## begin Task data

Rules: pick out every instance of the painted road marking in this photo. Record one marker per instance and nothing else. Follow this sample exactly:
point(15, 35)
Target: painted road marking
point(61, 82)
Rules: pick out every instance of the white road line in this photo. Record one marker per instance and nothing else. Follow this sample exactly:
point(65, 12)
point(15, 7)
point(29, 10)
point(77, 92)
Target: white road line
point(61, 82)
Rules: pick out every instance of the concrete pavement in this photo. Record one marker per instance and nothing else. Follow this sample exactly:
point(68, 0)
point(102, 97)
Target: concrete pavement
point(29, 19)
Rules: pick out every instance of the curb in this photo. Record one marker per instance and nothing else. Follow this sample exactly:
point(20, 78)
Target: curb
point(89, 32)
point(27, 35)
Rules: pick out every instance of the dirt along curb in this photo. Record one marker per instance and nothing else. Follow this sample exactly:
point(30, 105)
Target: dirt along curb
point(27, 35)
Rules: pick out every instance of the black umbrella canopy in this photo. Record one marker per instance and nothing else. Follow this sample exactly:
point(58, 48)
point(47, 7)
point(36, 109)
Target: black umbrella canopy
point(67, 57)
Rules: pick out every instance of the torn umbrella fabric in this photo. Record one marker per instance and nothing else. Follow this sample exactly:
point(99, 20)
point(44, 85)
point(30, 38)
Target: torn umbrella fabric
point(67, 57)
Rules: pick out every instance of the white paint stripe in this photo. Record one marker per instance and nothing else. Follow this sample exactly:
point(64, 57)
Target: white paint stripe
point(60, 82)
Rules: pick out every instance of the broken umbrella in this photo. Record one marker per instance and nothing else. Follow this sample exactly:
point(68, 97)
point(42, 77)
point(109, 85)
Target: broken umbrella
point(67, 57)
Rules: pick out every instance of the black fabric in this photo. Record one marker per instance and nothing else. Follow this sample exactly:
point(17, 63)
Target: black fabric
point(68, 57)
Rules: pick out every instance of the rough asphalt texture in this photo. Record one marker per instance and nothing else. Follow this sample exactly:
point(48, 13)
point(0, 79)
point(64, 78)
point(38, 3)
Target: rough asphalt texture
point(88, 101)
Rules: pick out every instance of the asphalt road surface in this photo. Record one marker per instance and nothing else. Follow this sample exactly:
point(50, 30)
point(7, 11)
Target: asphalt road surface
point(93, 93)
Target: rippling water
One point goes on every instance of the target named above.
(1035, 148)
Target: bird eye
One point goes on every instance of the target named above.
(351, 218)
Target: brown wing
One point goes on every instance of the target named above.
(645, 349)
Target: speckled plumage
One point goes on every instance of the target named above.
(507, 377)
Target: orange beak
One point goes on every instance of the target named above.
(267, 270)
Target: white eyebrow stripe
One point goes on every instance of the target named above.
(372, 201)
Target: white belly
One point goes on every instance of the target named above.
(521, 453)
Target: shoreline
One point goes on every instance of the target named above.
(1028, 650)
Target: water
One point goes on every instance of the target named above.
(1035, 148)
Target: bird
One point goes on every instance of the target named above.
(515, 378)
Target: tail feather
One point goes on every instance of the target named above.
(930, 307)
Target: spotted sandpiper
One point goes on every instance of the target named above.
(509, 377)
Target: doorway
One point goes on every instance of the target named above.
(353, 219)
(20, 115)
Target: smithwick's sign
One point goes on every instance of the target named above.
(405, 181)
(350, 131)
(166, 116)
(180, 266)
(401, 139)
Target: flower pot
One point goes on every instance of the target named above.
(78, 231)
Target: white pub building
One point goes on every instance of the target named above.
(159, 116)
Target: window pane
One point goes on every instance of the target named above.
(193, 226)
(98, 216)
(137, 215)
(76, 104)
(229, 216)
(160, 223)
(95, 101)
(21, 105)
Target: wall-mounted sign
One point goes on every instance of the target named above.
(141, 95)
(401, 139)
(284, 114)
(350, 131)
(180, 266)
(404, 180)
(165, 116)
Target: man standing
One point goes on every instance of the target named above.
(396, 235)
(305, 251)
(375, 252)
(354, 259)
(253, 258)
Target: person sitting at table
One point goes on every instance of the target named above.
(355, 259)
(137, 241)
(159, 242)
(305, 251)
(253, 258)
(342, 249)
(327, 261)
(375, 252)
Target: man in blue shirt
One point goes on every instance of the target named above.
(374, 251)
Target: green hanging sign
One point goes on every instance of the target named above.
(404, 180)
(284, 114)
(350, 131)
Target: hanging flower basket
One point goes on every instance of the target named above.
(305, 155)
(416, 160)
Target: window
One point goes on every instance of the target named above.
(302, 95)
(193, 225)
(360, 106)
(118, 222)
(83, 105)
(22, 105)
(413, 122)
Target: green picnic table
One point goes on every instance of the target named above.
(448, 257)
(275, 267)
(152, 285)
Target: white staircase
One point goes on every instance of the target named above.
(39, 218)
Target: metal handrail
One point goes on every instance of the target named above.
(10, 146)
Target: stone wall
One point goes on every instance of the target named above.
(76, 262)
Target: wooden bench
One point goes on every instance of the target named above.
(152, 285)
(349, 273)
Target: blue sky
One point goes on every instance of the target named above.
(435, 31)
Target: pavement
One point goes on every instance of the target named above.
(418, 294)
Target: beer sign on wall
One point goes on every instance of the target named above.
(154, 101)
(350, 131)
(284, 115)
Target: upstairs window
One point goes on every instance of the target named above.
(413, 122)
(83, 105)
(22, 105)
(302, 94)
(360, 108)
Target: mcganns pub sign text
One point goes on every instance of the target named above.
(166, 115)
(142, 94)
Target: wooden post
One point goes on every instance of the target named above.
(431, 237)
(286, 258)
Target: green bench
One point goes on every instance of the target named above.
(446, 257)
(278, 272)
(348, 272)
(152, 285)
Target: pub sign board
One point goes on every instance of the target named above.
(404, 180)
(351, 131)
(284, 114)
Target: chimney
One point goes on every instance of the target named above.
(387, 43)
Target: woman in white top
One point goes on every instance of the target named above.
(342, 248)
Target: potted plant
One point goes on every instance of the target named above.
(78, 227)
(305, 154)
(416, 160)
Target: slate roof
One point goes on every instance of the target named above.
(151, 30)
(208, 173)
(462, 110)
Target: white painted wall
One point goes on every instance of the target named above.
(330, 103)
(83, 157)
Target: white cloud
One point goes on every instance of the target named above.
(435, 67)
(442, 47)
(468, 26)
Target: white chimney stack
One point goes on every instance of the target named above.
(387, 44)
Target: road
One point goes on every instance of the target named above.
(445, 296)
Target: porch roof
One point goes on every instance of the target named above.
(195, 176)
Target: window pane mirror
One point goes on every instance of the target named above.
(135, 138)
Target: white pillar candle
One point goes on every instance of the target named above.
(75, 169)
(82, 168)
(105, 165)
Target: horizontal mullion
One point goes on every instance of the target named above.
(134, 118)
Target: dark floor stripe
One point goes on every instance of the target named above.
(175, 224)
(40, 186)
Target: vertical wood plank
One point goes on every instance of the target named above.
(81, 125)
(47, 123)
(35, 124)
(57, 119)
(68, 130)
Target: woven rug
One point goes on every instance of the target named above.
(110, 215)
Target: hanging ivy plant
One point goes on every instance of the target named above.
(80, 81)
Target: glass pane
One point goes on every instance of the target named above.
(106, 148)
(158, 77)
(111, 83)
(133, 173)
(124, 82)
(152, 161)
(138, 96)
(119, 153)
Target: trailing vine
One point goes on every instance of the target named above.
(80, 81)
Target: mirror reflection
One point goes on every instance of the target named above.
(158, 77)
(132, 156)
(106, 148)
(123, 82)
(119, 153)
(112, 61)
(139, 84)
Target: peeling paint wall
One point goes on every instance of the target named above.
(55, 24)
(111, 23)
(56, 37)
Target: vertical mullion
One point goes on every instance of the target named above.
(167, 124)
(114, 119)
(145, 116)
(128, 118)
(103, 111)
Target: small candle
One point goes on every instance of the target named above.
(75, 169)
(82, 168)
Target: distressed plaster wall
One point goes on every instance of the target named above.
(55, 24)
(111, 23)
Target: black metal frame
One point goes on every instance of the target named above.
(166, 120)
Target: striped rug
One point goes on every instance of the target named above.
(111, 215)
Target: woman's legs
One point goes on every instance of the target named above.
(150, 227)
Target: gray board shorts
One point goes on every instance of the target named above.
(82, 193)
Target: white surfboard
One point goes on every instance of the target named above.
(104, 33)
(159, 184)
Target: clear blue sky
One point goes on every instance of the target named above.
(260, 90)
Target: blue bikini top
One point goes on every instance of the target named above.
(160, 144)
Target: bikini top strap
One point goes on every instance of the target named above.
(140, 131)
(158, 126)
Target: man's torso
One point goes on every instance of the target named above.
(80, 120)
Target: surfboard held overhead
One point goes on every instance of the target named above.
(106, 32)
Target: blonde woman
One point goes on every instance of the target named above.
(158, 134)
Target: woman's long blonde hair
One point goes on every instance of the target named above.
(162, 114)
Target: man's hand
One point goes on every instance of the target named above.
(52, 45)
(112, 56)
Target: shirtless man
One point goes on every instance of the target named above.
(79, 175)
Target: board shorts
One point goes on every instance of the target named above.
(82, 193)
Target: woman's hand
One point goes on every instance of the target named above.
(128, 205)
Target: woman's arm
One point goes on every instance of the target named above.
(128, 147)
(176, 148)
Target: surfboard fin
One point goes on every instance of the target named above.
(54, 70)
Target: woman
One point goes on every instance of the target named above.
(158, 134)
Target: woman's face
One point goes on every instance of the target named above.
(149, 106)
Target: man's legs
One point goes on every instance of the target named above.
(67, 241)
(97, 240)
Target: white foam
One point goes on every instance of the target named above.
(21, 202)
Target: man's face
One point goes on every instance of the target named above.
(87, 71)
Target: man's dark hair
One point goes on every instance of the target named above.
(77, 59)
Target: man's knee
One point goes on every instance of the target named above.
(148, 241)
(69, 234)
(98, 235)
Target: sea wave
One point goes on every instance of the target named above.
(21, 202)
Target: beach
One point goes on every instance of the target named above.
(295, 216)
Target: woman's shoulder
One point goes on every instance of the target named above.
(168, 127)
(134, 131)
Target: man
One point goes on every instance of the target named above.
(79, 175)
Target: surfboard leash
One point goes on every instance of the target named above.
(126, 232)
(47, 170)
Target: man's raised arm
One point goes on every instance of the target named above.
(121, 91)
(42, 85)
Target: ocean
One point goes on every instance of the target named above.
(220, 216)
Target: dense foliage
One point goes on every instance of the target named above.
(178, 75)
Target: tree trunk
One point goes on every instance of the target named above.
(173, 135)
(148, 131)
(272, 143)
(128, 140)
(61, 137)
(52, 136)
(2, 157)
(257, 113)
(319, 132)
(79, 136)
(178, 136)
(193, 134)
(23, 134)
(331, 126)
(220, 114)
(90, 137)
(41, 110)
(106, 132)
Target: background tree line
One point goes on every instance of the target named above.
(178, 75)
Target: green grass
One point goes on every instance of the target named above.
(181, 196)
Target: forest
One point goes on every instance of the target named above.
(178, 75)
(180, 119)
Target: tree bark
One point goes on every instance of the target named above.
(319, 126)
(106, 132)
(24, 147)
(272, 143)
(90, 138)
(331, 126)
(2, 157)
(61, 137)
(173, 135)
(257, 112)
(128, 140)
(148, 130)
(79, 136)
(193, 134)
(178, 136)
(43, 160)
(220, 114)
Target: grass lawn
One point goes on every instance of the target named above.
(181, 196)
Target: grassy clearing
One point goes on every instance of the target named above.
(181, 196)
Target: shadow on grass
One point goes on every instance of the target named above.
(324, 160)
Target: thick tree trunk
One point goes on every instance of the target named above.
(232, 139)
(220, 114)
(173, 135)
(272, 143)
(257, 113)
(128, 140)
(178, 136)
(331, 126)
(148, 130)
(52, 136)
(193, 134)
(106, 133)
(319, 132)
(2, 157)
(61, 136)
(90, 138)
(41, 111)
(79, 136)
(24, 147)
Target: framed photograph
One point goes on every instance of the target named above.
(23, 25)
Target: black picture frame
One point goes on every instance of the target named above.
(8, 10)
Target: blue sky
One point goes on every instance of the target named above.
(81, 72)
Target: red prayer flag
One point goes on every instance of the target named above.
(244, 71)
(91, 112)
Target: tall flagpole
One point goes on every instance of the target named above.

## end Task data

*Job*. Repeat exactly the lines starting at the line with "Target: background tree line" and ending with the final line of the entries. Include nothing else.

*Task solution*.
Target: background tree line
One point goes on every instance of the target named above.
(178, 75)
Target: green grass
One point goes on every instance of the target named above.
(181, 196)
Target: forest
One point goes on every instance of the target named above.
(178, 75)
(180, 119)
Target: tree bark
One point goes on every instance of the target named above.
(319, 126)
(106, 132)
(24, 147)
(272, 143)
(90, 138)
(331, 126)
(2, 157)
(61, 137)
(173, 135)
(257, 112)
(128, 140)
(148, 130)
(79, 136)
(193, 134)
(178, 136)
(43, 160)
(220, 114)
Target: grass lawn
One point goes on every instance of the target named above.
(181, 196)
Target: grassy clearing
One point goes on every instance of the target named above.
(181, 196)
Target: shadow on grass
One point goes on every instance of the target named above.
(324, 160)
Target: thick tree trunk
One point goes on every instance of the target named above.
(232, 139)
(220, 114)
(173, 135)
(272, 143)
(257, 113)
(128, 140)
(178, 136)
(331, 126)
(148, 130)
(52, 136)
(193, 134)
(106, 133)
(319, 132)
(2, 157)
(61, 136)
(90, 138)
(41, 111)
(79, 136)
(24, 147)
Target: framed photograph
One point goes on every instance of the target named above.
(23, 25)
Target: black picture frame
One point goes on every instance of the target named above.
(8, 10)
Target: blue sky
One point goes on every instance of the target named above.
(81, 72)
Target: red prayer flag
One point goes on every instance of the target named above.
(244, 71)
(91, 112)
Target: tall flagpole
One point goes on every instance of the target named above.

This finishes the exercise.